┏━━

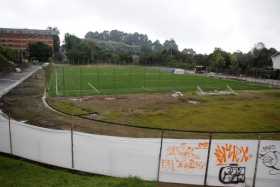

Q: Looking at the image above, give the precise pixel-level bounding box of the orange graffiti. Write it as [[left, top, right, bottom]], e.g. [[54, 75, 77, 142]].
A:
[[198, 142, 209, 149], [161, 142, 208, 171], [215, 144, 250, 165]]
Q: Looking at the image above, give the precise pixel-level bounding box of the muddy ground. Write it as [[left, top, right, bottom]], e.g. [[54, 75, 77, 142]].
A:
[[1, 70, 160, 137]]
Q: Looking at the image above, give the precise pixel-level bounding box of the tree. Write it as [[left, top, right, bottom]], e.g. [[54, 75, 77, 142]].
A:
[[151, 40, 163, 52], [163, 39, 178, 56], [28, 42, 52, 62], [210, 48, 226, 72]]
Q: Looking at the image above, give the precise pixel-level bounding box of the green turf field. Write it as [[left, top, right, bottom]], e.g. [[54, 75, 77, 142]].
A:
[[48, 65, 268, 96]]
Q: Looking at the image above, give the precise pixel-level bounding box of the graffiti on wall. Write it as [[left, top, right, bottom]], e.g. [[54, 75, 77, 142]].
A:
[[219, 164, 246, 184], [161, 142, 209, 172], [215, 144, 252, 166], [259, 145, 280, 175], [214, 144, 253, 184]]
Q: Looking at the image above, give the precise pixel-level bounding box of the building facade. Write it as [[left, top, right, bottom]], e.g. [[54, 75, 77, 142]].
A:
[[0, 28, 58, 50]]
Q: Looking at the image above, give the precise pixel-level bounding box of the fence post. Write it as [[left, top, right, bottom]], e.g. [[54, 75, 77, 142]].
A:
[[204, 133, 212, 186], [8, 112, 13, 154], [71, 124, 75, 169], [62, 66, 65, 96], [157, 131, 164, 182], [253, 136, 261, 187]]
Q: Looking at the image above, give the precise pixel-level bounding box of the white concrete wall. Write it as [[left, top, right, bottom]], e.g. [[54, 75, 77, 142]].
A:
[[256, 140, 280, 187], [74, 132, 160, 180], [159, 139, 209, 185], [11, 121, 72, 168], [0, 116, 280, 187], [207, 140, 258, 187], [0, 114, 11, 153]]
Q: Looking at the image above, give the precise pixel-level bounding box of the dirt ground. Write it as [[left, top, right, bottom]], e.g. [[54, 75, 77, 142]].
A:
[[0, 70, 160, 137]]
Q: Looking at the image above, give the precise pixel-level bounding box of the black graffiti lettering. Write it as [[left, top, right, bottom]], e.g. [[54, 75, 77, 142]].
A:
[[259, 151, 280, 175], [219, 164, 246, 184]]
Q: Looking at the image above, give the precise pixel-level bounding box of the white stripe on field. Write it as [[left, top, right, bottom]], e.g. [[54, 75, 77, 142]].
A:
[[88, 82, 100, 93]]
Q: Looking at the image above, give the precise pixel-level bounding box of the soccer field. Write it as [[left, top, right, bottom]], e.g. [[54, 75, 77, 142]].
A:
[[48, 65, 268, 96]]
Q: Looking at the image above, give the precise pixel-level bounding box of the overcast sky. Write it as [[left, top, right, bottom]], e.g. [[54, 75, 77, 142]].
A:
[[0, 0, 280, 53]]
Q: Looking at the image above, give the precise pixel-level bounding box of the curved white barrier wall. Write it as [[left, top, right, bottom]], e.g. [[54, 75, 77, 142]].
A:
[[0, 114, 11, 153], [74, 132, 160, 180], [0, 115, 280, 187]]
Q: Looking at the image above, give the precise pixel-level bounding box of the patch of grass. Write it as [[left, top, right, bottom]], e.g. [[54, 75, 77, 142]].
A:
[[52, 90, 280, 136], [0, 155, 155, 187], [48, 65, 270, 96]]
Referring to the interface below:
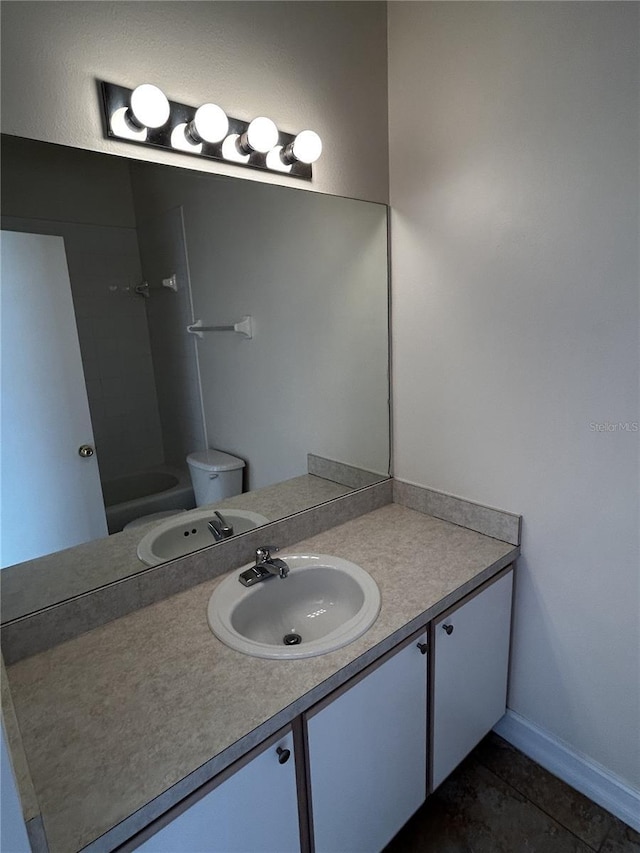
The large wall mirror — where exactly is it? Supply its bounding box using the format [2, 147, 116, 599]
[0, 136, 389, 621]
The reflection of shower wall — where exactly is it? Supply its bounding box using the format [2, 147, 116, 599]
[133, 201, 206, 465]
[2, 143, 163, 480]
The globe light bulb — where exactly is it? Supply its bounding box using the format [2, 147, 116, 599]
[241, 116, 279, 154]
[129, 83, 171, 128]
[291, 130, 322, 163]
[188, 104, 229, 143]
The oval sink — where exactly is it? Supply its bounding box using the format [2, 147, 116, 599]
[138, 509, 269, 566]
[207, 554, 380, 658]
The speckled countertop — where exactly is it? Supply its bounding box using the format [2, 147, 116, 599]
[1, 474, 352, 622]
[8, 504, 518, 853]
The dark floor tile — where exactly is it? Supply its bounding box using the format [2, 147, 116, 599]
[473, 734, 614, 850]
[384, 758, 592, 853]
[600, 817, 640, 853]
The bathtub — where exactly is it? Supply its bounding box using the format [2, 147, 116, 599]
[102, 465, 196, 533]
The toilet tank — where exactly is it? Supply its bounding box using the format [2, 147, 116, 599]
[187, 449, 244, 506]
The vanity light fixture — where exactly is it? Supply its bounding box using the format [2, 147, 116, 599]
[281, 130, 322, 164]
[238, 116, 279, 154]
[101, 82, 322, 180]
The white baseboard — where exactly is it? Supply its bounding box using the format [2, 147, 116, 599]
[494, 710, 640, 832]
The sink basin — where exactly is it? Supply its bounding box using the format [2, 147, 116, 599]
[138, 509, 269, 566]
[207, 554, 380, 659]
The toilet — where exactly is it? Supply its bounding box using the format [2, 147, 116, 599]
[187, 448, 244, 506]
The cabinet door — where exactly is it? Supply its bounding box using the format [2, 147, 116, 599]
[137, 732, 300, 853]
[307, 632, 427, 853]
[431, 571, 513, 789]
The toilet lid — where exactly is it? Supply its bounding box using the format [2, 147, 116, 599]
[187, 448, 244, 471]
[122, 509, 186, 530]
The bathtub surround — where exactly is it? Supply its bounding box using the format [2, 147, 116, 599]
[2, 137, 389, 572]
[131, 163, 389, 490]
[102, 465, 196, 534]
[2, 136, 164, 481]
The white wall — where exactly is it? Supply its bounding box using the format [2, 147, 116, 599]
[2, 0, 388, 202]
[389, 2, 640, 788]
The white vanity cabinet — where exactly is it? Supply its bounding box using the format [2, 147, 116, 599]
[305, 630, 427, 853]
[127, 566, 513, 853]
[431, 569, 513, 790]
[133, 729, 300, 853]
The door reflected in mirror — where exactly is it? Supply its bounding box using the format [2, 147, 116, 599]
[0, 137, 389, 620]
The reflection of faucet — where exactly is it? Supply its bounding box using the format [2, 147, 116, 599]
[238, 545, 289, 586]
[207, 510, 233, 542]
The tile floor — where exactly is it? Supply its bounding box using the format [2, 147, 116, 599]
[384, 734, 640, 853]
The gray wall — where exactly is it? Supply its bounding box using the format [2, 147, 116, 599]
[2, 137, 163, 482]
[132, 165, 389, 489]
[389, 2, 640, 789]
[2, 0, 388, 202]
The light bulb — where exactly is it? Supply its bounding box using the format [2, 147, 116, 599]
[240, 116, 280, 154]
[109, 107, 147, 142]
[291, 130, 322, 163]
[129, 83, 171, 128]
[187, 104, 229, 142]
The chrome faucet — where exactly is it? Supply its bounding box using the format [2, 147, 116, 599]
[207, 510, 233, 542]
[238, 545, 289, 586]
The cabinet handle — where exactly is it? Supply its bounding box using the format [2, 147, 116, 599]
[276, 746, 291, 764]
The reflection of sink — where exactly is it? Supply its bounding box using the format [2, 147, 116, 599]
[207, 554, 380, 658]
[138, 509, 269, 566]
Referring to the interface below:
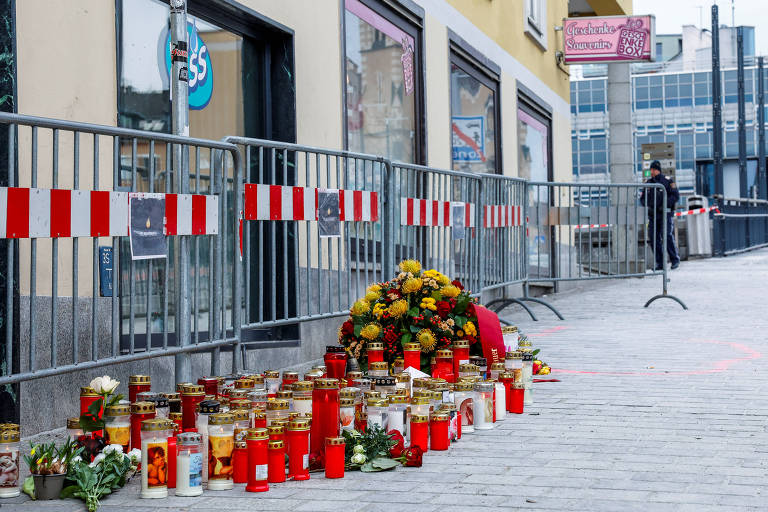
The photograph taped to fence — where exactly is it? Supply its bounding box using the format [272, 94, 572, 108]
[317, 189, 341, 238]
[128, 193, 168, 260]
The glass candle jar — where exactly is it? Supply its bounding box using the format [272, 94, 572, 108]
[432, 349, 456, 382]
[509, 382, 525, 414]
[267, 398, 290, 425]
[141, 418, 171, 498]
[130, 402, 155, 448]
[387, 395, 408, 437]
[248, 388, 267, 411]
[176, 432, 203, 496]
[365, 341, 384, 364]
[310, 379, 339, 453]
[285, 418, 310, 480]
[291, 380, 313, 414]
[323, 345, 348, 380]
[245, 428, 269, 492]
[325, 437, 346, 478]
[264, 370, 280, 398]
[208, 412, 235, 491]
[472, 382, 494, 430]
[103, 404, 130, 453]
[453, 381, 475, 433]
[0, 430, 21, 498]
[128, 375, 152, 403]
[368, 361, 389, 379]
[403, 342, 420, 370]
[371, 376, 396, 397]
[429, 412, 450, 451]
[408, 413, 429, 453]
[451, 340, 469, 376]
[67, 418, 84, 442]
[232, 438, 248, 484]
[339, 398, 355, 431]
[181, 384, 205, 432]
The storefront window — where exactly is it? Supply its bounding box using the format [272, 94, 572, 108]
[344, 0, 419, 163]
[451, 54, 500, 172]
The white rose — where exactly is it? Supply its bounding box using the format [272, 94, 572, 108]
[91, 375, 120, 395]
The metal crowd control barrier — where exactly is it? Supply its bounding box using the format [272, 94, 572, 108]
[525, 182, 687, 309]
[389, 162, 483, 294]
[0, 113, 240, 384]
[225, 137, 392, 368]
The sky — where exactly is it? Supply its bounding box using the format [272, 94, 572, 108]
[632, 0, 768, 55]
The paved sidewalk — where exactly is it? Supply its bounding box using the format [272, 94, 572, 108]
[0, 250, 768, 512]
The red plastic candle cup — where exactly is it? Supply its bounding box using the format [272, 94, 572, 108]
[323, 345, 350, 380]
[429, 412, 450, 450]
[80, 386, 103, 436]
[245, 428, 269, 492]
[410, 414, 428, 453]
[509, 382, 525, 414]
[451, 340, 469, 378]
[309, 379, 340, 464]
[403, 343, 421, 370]
[286, 418, 310, 480]
[325, 437, 346, 478]
[181, 384, 205, 432]
[128, 375, 152, 403]
[131, 402, 155, 449]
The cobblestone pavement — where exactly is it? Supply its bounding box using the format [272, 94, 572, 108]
[2, 250, 768, 512]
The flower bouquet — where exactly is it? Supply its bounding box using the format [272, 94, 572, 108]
[339, 260, 483, 367]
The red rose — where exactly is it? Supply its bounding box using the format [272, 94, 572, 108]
[387, 430, 405, 458]
[435, 300, 453, 320]
[405, 446, 424, 468]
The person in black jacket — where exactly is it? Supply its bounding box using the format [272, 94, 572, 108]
[640, 160, 680, 270]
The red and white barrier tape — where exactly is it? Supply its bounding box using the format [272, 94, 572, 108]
[675, 206, 720, 217]
[0, 187, 219, 238]
[400, 197, 475, 228]
[483, 204, 523, 228]
[244, 183, 379, 222]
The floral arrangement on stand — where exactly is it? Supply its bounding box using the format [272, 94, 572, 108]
[339, 260, 482, 367]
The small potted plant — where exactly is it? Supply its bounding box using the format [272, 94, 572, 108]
[24, 438, 83, 500]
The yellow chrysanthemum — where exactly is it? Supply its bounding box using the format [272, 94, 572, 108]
[349, 299, 371, 316]
[416, 329, 437, 352]
[400, 260, 421, 274]
[402, 277, 421, 293]
[440, 284, 461, 298]
[360, 323, 381, 340]
[387, 299, 408, 318]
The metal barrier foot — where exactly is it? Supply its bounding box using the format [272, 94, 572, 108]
[643, 293, 688, 310]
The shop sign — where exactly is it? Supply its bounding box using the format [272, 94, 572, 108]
[563, 15, 656, 64]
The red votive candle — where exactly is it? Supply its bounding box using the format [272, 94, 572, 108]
[403, 343, 421, 370]
[131, 402, 155, 449]
[429, 412, 450, 450]
[309, 379, 340, 464]
[181, 384, 205, 432]
[128, 375, 152, 403]
[410, 414, 428, 453]
[286, 418, 310, 480]
[325, 437, 346, 478]
[509, 382, 525, 414]
[267, 441, 285, 484]
[245, 428, 269, 492]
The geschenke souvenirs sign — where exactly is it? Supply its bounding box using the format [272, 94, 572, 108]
[563, 15, 656, 64]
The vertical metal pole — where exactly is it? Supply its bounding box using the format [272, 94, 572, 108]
[170, 0, 192, 382]
[712, 5, 725, 254]
[736, 27, 749, 197]
[757, 57, 768, 199]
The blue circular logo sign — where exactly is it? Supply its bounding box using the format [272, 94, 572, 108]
[165, 23, 213, 110]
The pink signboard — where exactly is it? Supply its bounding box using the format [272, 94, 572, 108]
[563, 16, 656, 64]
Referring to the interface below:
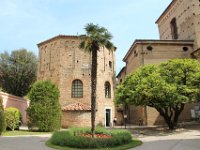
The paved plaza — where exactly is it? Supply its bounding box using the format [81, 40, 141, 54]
[0, 128, 200, 150]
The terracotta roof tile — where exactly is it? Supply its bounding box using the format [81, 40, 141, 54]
[62, 103, 91, 111]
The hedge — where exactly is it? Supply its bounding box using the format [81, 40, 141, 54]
[50, 128, 132, 149]
[5, 107, 21, 131]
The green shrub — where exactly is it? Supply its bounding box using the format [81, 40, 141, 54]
[0, 98, 6, 135]
[27, 81, 61, 132]
[5, 107, 21, 131]
[50, 128, 132, 149]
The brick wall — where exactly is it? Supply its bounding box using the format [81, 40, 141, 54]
[37, 35, 115, 127]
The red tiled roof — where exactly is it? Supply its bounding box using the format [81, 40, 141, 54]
[62, 103, 91, 111]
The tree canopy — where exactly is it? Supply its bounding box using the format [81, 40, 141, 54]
[115, 59, 200, 129]
[0, 49, 37, 96]
[79, 23, 115, 137]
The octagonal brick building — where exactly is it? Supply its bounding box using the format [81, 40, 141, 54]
[37, 35, 115, 128]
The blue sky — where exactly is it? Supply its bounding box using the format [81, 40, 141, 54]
[0, 0, 171, 73]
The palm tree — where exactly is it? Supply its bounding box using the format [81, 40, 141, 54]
[79, 23, 115, 137]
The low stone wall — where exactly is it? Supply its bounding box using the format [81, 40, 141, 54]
[0, 92, 29, 124]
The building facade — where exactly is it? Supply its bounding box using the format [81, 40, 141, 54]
[37, 35, 115, 127]
[116, 0, 200, 125]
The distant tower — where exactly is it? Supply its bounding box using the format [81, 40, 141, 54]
[156, 0, 200, 50]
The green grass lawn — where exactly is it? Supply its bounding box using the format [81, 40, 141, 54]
[2, 130, 52, 136]
[46, 139, 142, 150]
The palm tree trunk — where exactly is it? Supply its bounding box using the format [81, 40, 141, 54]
[91, 46, 99, 138]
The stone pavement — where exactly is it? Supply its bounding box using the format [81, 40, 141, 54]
[0, 135, 53, 150]
[0, 128, 200, 150]
[131, 130, 200, 150]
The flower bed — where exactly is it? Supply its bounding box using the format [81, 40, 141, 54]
[50, 128, 135, 149]
[80, 133, 112, 139]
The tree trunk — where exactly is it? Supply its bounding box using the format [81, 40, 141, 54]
[156, 104, 185, 130]
[91, 46, 99, 138]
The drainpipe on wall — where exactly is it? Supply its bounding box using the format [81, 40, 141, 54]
[142, 44, 148, 125]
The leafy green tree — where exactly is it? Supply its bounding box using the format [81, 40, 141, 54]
[79, 23, 115, 137]
[5, 107, 22, 131]
[27, 81, 61, 132]
[115, 59, 200, 129]
[0, 98, 6, 135]
[0, 49, 37, 96]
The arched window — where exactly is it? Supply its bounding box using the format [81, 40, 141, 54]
[170, 18, 178, 40]
[72, 79, 83, 98]
[105, 81, 111, 98]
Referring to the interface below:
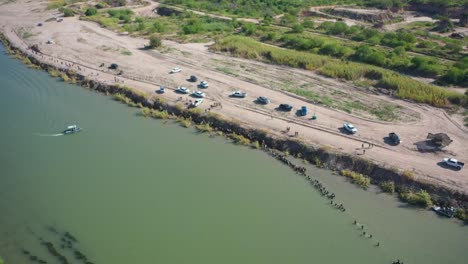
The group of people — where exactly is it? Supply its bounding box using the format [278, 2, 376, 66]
[267, 149, 346, 212]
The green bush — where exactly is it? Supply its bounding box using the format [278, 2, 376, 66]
[228, 133, 250, 145]
[85, 7, 97, 16]
[400, 190, 432, 208]
[340, 170, 370, 189]
[62, 8, 75, 17]
[94, 2, 106, 9]
[379, 181, 395, 193]
[148, 36, 162, 49]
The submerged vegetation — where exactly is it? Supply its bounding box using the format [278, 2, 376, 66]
[212, 36, 468, 107]
[399, 190, 432, 208]
[379, 181, 395, 193]
[340, 170, 370, 189]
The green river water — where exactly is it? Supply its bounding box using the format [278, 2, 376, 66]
[0, 43, 468, 264]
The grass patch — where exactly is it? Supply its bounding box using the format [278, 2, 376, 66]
[340, 170, 370, 190]
[399, 190, 432, 208]
[227, 133, 250, 146]
[211, 36, 468, 108]
[379, 181, 395, 193]
[47, 69, 60, 78]
[177, 117, 192, 128]
[195, 123, 213, 133]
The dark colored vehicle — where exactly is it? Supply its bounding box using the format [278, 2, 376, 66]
[299, 106, 307, 116]
[257, 96, 270, 104]
[450, 33, 465, 39]
[279, 104, 292, 111]
[189, 75, 198, 82]
[388, 132, 401, 145]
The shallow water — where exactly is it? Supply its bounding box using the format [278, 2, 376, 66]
[0, 43, 468, 264]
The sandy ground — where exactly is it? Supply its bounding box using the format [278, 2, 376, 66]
[0, 0, 468, 193]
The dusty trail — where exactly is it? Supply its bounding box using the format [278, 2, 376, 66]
[0, 0, 468, 192]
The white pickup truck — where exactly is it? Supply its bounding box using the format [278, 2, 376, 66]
[444, 158, 465, 170]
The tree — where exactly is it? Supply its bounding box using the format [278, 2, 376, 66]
[85, 7, 97, 16]
[148, 36, 162, 49]
[292, 24, 304, 33]
[434, 16, 454, 33]
[302, 18, 315, 28]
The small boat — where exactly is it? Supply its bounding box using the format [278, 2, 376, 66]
[432, 205, 455, 218]
[177, 86, 190, 94]
[231, 91, 247, 98]
[192, 98, 203, 107]
[63, 125, 81, 135]
[192, 91, 205, 98]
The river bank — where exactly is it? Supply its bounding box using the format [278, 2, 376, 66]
[2, 32, 468, 223]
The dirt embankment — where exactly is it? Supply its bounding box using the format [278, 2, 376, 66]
[0, 35, 468, 212]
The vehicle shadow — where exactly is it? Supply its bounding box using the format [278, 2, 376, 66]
[252, 99, 266, 105]
[275, 107, 291, 113]
[338, 127, 353, 135]
[437, 161, 460, 171]
[383, 137, 398, 146]
[414, 140, 441, 153]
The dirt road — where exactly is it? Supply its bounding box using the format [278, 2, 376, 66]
[0, 0, 468, 192]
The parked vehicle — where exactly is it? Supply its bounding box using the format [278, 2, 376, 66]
[231, 91, 247, 98]
[444, 158, 465, 170]
[62, 125, 81, 135]
[450, 33, 465, 39]
[191, 98, 203, 107]
[176, 86, 190, 94]
[343, 123, 357, 134]
[156, 86, 166, 93]
[257, 96, 270, 104]
[189, 75, 198, 82]
[192, 91, 205, 98]
[388, 132, 401, 145]
[432, 205, 455, 218]
[299, 106, 307, 116]
[279, 104, 293, 111]
[171, 67, 182, 73]
[199, 81, 208, 88]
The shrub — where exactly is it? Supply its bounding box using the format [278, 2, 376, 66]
[177, 117, 192, 127]
[195, 123, 213, 133]
[148, 36, 162, 49]
[95, 2, 106, 9]
[252, 141, 261, 149]
[455, 208, 468, 223]
[150, 110, 171, 119]
[85, 7, 97, 16]
[401, 170, 414, 181]
[228, 133, 250, 145]
[340, 170, 370, 190]
[400, 190, 432, 208]
[62, 8, 75, 17]
[379, 181, 395, 193]
[47, 0, 67, 9]
[60, 72, 70, 82]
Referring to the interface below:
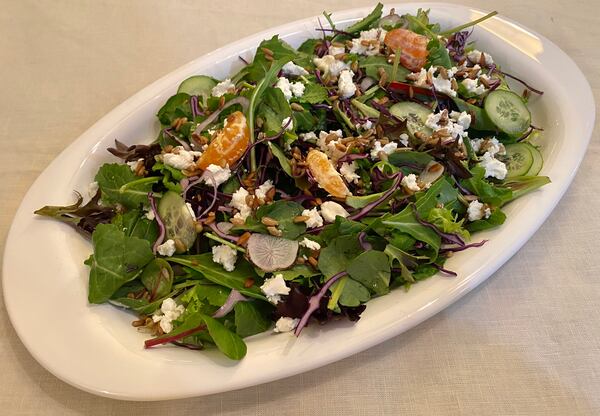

┗━━

# PROBLEM TO SOLVE
Starting at the line with "The white baseboard" and ending after the line with "[207, 554, 380, 659]", recast those lines as a JSON list of strings, one string per line, leaving out any blank lines.

# OUTPUT OF THE TASK
[
  "The white baseboard — where exactly is it? Supply its bounding box using the format [2, 147, 116, 599]",
  "[494, 710, 640, 832]",
  "The sink basin — where exactly is it? Supply its bounding box using the format [2, 147, 116, 599]",
  "[138, 509, 269, 566]",
  "[207, 554, 380, 659]"
]